- **Input data**:

★ ★ ★ ★ ★

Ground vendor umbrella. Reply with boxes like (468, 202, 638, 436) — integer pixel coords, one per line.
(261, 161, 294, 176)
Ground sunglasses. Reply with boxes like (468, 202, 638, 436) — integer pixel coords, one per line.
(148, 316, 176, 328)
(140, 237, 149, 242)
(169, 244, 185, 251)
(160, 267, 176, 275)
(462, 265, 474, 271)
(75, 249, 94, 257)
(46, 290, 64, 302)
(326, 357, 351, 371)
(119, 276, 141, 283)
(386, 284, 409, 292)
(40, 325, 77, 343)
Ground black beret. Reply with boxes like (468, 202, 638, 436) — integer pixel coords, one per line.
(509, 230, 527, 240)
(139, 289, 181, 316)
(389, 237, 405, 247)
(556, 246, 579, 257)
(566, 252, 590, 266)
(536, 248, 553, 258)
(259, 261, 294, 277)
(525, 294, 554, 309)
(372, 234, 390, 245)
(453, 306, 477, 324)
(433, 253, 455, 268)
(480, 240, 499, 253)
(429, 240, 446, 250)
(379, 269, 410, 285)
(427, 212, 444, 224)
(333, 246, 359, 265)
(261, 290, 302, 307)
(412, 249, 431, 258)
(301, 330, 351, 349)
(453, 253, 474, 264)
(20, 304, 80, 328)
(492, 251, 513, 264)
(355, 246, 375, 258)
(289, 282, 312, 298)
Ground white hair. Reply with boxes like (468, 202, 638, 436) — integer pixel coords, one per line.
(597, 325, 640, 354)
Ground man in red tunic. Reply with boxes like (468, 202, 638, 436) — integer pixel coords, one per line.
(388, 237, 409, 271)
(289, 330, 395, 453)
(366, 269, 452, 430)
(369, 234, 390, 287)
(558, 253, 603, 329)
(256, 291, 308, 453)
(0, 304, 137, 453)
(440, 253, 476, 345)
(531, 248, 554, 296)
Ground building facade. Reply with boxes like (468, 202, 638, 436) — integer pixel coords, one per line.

★ ★ ★ ★ ★

- **Problem to work on**:
Set out exactly the lines from the one bearing "Ground sunglasses. Reply" through the end of the data, including both ends and omitting all others.

- **Reply to the exercise**:
Ground sunglasses. Reply with boxes like (468, 202, 638, 436) — integer pixel coords, one per line.
(148, 316, 176, 328)
(140, 237, 149, 242)
(169, 244, 185, 251)
(160, 267, 176, 275)
(462, 265, 474, 271)
(75, 249, 94, 257)
(46, 290, 64, 302)
(326, 357, 351, 371)
(119, 276, 141, 283)
(386, 284, 409, 292)
(40, 325, 77, 343)
Ground black beret. Reply with boxes like (468, 202, 638, 436) — integer pixel coords, one per line.
(509, 230, 527, 240)
(139, 289, 181, 316)
(389, 237, 405, 247)
(556, 246, 579, 257)
(566, 252, 590, 266)
(536, 248, 553, 258)
(259, 261, 294, 277)
(525, 294, 554, 309)
(372, 234, 390, 245)
(453, 306, 477, 324)
(433, 253, 455, 268)
(480, 240, 499, 253)
(429, 240, 446, 250)
(379, 269, 410, 285)
(427, 212, 444, 224)
(333, 246, 359, 265)
(261, 290, 302, 307)
(412, 249, 431, 258)
(301, 330, 351, 349)
(453, 253, 474, 264)
(20, 304, 80, 328)
(492, 251, 513, 264)
(355, 246, 375, 258)
(289, 282, 312, 298)
Ground white hair. Reply with boxes like (468, 202, 638, 436) — integer pixel coords, one per line.
(597, 325, 640, 354)
Ground man in red tunic. Reply with boxes like (468, 202, 638, 436) — integer pixel coords, one per line.
(388, 237, 409, 271)
(289, 330, 395, 453)
(366, 269, 452, 430)
(369, 234, 390, 287)
(558, 253, 603, 329)
(256, 291, 308, 453)
(0, 304, 137, 453)
(440, 253, 476, 345)
(531, 248, 554, 296)
Ground building facade. Reply with boxes like (468, 202, 638, 436) — integer pixel coords, one per line.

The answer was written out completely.